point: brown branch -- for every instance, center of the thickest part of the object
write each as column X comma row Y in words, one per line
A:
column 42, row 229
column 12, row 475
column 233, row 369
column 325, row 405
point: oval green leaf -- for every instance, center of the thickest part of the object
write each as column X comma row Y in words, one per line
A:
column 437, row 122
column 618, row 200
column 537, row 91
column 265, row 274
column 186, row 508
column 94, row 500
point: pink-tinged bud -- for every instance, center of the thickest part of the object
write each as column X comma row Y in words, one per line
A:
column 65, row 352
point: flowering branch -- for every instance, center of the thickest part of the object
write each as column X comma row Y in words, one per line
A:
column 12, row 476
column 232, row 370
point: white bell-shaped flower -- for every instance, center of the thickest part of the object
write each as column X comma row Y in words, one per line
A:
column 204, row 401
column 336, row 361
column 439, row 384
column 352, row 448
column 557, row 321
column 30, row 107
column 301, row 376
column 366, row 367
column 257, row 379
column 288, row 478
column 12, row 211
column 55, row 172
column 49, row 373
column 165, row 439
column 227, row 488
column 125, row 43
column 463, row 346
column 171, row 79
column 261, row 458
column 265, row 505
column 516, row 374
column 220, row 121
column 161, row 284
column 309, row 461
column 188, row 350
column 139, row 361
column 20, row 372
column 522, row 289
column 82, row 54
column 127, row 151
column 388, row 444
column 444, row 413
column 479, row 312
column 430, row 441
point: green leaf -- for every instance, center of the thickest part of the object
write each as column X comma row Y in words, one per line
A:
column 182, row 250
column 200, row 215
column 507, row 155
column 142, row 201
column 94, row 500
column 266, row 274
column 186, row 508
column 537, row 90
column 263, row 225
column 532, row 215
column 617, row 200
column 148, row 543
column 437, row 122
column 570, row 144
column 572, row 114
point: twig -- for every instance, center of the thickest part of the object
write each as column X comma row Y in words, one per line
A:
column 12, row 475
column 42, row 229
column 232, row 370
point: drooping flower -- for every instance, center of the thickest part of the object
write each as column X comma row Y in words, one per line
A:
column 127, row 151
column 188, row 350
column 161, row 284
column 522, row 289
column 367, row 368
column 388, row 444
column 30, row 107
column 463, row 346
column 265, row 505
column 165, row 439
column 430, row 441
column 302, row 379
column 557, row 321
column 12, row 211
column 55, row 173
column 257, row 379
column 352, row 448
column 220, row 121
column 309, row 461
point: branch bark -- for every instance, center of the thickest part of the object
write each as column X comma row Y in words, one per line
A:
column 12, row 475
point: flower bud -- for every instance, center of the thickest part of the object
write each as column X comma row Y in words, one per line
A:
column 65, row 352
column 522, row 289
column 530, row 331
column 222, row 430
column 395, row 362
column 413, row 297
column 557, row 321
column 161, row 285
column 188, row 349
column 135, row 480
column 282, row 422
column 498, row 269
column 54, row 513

◇ ◇ ◇ ◇ ◇

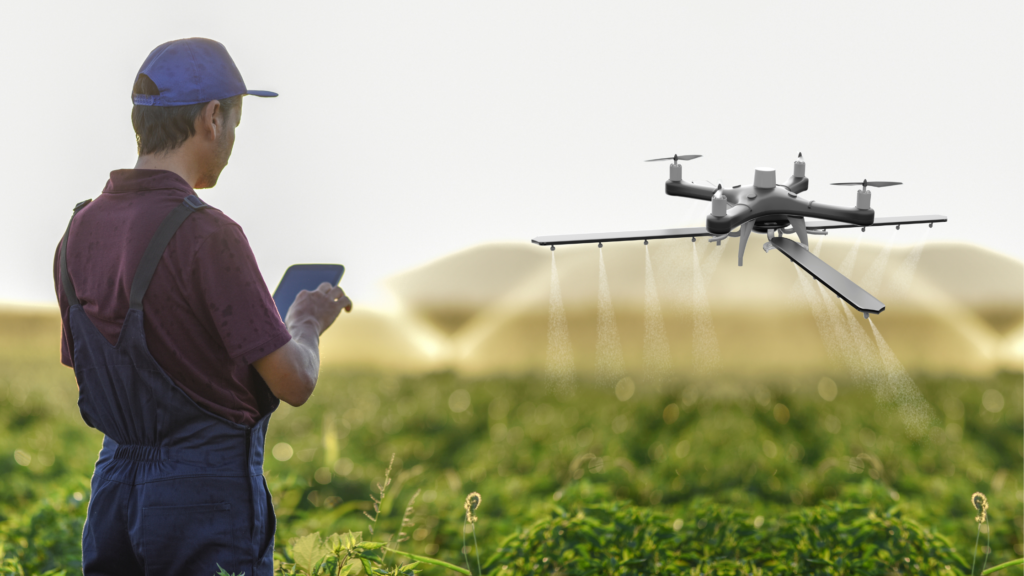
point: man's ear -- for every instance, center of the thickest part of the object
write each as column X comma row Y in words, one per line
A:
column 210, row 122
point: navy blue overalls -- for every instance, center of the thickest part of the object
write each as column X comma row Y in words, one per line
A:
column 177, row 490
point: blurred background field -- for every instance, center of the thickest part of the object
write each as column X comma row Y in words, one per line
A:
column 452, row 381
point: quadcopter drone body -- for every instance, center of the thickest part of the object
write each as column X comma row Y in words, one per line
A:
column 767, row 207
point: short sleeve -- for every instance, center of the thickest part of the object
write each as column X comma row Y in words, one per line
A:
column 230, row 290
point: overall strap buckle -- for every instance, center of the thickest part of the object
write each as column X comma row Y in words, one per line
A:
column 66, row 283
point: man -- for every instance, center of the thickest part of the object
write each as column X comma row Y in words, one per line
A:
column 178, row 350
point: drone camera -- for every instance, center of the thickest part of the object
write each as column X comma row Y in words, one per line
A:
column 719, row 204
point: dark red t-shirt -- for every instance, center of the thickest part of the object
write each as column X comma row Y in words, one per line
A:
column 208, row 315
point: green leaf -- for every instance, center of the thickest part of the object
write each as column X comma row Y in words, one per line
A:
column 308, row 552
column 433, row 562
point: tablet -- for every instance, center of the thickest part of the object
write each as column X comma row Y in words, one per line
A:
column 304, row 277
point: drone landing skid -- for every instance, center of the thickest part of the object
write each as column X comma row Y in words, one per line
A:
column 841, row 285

◇ ◇ ◇ ◇ ◇

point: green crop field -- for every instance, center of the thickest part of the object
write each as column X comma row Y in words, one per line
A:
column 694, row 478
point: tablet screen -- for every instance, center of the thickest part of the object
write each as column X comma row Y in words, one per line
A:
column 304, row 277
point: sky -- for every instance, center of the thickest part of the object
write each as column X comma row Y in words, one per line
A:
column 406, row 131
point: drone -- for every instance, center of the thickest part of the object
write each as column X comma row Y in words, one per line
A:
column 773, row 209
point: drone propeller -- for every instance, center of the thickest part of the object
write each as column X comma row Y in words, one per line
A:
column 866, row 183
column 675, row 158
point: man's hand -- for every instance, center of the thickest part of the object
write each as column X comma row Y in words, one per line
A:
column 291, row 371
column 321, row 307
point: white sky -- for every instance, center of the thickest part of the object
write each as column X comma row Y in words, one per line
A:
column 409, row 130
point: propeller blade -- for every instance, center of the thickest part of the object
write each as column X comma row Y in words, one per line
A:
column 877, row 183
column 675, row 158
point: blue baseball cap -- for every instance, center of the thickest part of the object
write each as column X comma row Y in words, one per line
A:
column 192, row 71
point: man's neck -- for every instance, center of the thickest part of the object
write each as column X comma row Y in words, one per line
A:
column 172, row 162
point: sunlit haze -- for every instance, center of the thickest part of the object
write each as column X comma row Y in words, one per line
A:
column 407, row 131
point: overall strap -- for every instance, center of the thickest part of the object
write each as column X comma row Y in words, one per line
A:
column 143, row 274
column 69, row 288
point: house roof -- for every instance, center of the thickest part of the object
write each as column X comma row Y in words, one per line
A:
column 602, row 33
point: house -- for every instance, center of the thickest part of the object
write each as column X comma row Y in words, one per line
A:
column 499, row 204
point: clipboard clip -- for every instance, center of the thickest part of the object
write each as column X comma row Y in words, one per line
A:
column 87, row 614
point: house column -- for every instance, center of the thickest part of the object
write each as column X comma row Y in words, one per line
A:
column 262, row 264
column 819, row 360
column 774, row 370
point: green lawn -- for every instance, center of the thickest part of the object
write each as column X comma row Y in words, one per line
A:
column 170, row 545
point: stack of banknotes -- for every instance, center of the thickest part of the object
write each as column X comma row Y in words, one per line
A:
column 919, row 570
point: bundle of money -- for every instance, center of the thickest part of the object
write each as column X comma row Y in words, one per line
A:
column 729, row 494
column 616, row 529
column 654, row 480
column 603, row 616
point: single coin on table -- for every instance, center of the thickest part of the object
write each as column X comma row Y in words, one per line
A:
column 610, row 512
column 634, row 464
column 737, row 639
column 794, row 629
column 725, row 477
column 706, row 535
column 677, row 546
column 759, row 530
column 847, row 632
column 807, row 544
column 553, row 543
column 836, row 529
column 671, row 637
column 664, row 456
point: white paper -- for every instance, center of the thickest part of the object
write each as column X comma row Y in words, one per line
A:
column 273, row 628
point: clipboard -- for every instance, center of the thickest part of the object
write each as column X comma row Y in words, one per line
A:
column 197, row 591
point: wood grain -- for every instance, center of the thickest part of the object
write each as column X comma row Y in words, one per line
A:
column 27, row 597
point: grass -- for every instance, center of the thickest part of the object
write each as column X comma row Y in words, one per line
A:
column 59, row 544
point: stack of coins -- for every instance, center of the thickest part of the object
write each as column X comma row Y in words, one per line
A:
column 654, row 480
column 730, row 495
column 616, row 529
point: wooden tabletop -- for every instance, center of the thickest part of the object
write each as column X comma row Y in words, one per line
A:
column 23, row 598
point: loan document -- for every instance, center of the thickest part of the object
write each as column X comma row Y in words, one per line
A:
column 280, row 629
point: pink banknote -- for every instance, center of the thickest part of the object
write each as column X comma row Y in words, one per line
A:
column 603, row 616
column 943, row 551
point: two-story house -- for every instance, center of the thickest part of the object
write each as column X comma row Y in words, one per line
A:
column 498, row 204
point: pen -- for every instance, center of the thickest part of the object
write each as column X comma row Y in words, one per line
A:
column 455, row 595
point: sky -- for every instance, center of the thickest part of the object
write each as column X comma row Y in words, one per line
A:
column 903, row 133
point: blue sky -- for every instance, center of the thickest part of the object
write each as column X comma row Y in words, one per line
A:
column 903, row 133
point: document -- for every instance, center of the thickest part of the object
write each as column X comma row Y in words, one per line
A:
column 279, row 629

◇ ◇ ◇ ◇ ◇

Work required: Pull out every line of the records above that contains the word "strap".

Answer to this exercise:
point: overall strap buckle -- for every instance, center of the thickest part of the object
point: overall strap -- for every instance, center of the thickest part of the object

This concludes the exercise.